**TASK SET**
• a. Rewrite everything from "My grandmother is" down to "over and over." in the passage about the grandmother and the clinic, swapping "wafer" for "bread".
• b. Extend the passage about the grandmother and the clinic by continuing it from its final sentence.

**EXCERPT**
My grandmother is Catholic, and I remember going to mass with her a couple of times as a child, on weekends my parents were out of town. As we stood to get in line to receive communion, she showed me how to hold my arms across my chest to let the priest know that I was not Catholic, that I could not receive the body and blood of Jesus. I didn’t care about the wafer or grape juice, though, and only wanted to get back to playing games or gardening with my grandma. Now, she’s ninety and has started to repeat herself, asking the same questions over and over.

Many of the women who work at the clinic are Catholic, too. One day while we’re working the front desk, Carolina tells me she had a child when she was 16. She shows me a wallet full of pictures of her daughter who’s almost a teenager. She’s the smartest girl in eighth grade and Carolina is so thankful for her baby, so happy she kept her. She couldn’t imagine her life without her.

I think about how the people who protest outside our building most days don’t know about Carolina, don’t know that a pro-life mother works here. I think about what they’d say if I told them, if anything I can say or do would stop them from screaming with angry eyes.

Collected data entries

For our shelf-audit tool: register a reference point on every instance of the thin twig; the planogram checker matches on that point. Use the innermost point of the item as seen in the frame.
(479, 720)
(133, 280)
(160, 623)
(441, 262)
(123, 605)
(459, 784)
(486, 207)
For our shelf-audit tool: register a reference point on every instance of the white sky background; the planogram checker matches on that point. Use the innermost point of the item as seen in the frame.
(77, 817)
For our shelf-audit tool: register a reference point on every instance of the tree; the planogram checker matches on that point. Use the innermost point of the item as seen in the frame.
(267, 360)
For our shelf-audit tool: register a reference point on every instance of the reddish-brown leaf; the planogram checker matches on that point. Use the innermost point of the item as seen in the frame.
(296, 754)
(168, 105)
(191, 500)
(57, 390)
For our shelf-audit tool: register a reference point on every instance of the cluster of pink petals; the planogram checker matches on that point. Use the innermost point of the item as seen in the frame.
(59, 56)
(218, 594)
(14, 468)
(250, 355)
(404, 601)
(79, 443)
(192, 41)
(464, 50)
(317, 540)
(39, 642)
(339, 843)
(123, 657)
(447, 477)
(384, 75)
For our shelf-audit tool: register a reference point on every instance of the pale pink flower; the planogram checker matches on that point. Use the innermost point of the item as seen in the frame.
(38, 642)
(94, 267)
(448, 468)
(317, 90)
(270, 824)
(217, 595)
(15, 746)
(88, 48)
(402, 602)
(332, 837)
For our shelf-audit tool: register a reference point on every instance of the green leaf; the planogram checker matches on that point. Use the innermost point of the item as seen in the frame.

**YOUR RESPONSES**
• a.
My grandmother is Catholic, and I remember going to mass with her a couple of times as a child, on weekends my parents were out of town. As we stood to get in line to receive communion, she showed me how to hold my arms across my chest to let the priest know that I was not Catholic, that I could not receive the body and blood of Jesus. I didn’t care about the bread or grape juice, though, and only wanted to get back to playing games or gardening with my grandma. Now, she’s ninety and has started to repeat herself, asking the same questions over and over.

• b.
*

I come home from work one day, and my grandma is at the kitchen table, flipping through a magazine. One good thing about moving back home is that I’ll get to spend more time with my grandma: she lives with my parents for weeks at a time, now that my grandpa has passed away. I go to my room to change out of my scrubs and return to the kitchen.

“Hi, Grandma,” I say, grabbing a banana from the counter. She looks up, her round, cherubic face lighting up with a smile.

“You’re home,” she says.

I sit down at the table next to her and take bites while rifling through sections of the Los Angeles Times.

“What do you do at work?” my grandma asks, looking up from her magazine, her brow furrowed.

“I work at a health clinic,” I say. “I’m an assistant.”

“Oh,” she says, with no expression of recognition. But after a beat, warmth spreads over her face like hot steam from a teacup. “You must be very good with the patients.”

I smile at her and pray that she’ll remember this conversation tomorrow, even though I know that’s not how it works.

*

“Mariana!” I say, as I walk into the front office.

“Hey, girl,” she says. I’m excited to be working with her, and also relieved. Mariana speaks Spanish, and will take the patients who don’t speak English. Plus, she’s fast. The front desk gets frenetic, and often it seems like two people aren’t enough.

I log into the computer and quickly look over the schedule. Fully booked, as usual.

“Ready?” I say, getting up to open the front door of the clinic.

“Hell, yeah,” Mariana says.

She takes the first person in line, I take the next. Most of the patients this morning are new, which means a steady flow of running Medicaid cards, entering contact information, scanning forms, printing labels. We have to think three steps ahead, so we don’t fall behind.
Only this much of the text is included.